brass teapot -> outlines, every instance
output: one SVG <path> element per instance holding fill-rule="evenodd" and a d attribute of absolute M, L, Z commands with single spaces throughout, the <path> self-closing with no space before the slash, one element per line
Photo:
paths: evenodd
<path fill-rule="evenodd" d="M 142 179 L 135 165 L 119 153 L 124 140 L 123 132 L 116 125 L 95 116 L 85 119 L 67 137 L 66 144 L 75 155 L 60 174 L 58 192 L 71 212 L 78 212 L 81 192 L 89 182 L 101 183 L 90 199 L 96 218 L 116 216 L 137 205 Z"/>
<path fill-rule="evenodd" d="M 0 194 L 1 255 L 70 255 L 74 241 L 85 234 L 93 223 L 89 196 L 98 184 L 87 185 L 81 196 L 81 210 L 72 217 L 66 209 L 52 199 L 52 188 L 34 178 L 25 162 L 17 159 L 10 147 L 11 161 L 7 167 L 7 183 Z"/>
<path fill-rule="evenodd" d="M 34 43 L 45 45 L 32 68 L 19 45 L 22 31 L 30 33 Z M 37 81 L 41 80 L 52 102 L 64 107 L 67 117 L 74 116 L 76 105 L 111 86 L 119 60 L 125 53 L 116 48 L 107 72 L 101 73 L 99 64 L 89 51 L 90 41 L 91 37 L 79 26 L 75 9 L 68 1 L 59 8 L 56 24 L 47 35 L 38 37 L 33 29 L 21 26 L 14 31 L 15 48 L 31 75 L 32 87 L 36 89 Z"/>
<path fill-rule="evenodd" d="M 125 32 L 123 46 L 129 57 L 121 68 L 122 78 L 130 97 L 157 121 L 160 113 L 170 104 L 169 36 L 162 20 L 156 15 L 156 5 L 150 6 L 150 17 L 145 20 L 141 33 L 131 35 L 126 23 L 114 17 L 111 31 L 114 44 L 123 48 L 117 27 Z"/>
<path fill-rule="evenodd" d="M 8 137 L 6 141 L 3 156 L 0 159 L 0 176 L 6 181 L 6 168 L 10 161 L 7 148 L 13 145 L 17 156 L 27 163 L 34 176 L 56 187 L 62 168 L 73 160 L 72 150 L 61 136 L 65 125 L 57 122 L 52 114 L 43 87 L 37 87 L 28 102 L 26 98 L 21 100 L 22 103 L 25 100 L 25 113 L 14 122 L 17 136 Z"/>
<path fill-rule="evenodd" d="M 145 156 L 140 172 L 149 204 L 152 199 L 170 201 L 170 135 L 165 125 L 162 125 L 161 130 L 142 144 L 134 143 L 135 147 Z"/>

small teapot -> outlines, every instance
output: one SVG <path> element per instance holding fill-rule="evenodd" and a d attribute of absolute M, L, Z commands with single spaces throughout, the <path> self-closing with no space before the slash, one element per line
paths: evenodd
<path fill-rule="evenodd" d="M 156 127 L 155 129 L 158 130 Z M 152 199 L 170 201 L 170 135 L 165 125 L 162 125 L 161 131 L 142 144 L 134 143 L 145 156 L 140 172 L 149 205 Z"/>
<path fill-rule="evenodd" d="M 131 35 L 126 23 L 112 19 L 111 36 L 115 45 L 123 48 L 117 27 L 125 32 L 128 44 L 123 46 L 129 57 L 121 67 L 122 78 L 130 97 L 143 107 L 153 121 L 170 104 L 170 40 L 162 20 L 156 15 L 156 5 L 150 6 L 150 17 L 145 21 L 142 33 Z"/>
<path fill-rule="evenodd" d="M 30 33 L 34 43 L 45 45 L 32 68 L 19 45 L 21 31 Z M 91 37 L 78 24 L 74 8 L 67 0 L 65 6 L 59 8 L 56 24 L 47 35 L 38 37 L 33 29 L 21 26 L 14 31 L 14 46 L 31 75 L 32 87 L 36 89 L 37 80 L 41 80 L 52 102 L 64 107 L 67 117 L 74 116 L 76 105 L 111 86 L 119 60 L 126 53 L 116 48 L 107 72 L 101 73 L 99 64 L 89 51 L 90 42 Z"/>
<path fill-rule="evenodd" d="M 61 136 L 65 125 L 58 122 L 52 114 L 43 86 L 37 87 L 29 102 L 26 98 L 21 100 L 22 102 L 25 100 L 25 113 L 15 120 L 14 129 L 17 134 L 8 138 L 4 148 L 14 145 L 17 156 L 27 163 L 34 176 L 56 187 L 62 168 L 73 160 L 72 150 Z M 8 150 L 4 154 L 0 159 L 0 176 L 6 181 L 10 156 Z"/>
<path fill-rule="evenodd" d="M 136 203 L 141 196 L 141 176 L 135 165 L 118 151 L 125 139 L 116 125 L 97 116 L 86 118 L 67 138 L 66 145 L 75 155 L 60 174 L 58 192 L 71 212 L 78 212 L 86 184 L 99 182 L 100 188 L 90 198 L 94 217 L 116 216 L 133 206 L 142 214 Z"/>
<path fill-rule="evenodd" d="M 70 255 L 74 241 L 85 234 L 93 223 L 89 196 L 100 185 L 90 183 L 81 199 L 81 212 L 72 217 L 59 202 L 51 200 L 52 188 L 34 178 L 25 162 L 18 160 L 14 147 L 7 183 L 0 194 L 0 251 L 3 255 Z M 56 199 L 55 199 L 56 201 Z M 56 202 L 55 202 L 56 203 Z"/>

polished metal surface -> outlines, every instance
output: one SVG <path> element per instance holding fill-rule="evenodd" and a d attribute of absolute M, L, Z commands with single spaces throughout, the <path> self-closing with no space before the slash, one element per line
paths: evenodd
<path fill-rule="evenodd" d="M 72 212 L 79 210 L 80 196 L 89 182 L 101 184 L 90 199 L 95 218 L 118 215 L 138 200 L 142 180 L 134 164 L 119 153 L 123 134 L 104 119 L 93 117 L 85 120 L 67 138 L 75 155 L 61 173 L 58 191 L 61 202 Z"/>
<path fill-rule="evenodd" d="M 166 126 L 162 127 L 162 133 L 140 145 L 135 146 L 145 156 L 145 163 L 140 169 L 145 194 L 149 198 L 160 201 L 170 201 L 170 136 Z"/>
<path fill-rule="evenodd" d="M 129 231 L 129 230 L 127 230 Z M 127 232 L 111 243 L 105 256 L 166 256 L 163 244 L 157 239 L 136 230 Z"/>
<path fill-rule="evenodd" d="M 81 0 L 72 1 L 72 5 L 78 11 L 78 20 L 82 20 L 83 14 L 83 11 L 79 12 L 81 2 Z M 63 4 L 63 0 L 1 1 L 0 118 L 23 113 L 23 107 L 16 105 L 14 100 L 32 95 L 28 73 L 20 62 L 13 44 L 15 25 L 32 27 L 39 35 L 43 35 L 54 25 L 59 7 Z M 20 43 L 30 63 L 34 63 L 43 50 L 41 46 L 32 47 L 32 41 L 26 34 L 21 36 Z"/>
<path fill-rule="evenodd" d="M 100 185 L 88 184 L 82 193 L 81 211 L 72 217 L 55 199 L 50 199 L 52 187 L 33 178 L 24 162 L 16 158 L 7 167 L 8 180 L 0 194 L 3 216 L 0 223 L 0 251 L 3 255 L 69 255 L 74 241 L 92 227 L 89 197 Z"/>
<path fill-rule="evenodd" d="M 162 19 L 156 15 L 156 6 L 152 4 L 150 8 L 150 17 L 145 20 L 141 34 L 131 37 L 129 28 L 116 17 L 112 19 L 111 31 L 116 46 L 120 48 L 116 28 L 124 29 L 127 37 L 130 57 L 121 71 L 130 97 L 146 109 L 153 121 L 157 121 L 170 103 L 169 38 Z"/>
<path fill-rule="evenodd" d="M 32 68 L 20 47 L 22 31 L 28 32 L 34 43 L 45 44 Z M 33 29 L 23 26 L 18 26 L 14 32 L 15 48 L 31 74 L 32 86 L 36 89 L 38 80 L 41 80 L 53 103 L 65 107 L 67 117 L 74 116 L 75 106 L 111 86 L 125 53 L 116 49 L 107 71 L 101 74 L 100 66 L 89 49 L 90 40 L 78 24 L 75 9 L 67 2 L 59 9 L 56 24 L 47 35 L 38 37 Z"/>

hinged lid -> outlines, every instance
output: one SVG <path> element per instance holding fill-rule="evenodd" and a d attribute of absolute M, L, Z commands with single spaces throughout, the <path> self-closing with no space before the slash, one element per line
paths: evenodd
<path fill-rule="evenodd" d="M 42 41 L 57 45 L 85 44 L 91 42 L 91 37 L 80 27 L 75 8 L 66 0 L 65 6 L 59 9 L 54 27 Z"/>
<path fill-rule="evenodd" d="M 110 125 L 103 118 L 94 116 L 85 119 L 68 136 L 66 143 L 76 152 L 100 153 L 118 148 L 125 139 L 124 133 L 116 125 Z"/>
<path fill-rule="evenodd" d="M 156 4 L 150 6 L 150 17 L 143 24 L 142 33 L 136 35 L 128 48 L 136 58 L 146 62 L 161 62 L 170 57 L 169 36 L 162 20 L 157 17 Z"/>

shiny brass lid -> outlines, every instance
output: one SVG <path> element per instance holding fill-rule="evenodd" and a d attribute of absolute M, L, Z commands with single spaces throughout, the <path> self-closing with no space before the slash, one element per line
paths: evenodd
════════════════
**What the task requires**: Revise everything from the line containing "shiny brass lid -> outlines, every instance" down to the end of the items, replacing "brass" with "copper" and leaving all else unchanged.

**Finished task**:
shiny copper lid -> outlines, every instance
output: one SVG <path> element per instance holding fill-rule="evenodd" and a d attribute of absolute M, L, Z commands with single spaces throughout, the <path> self-closing with no space before the slash, one element per line
paths: evenodd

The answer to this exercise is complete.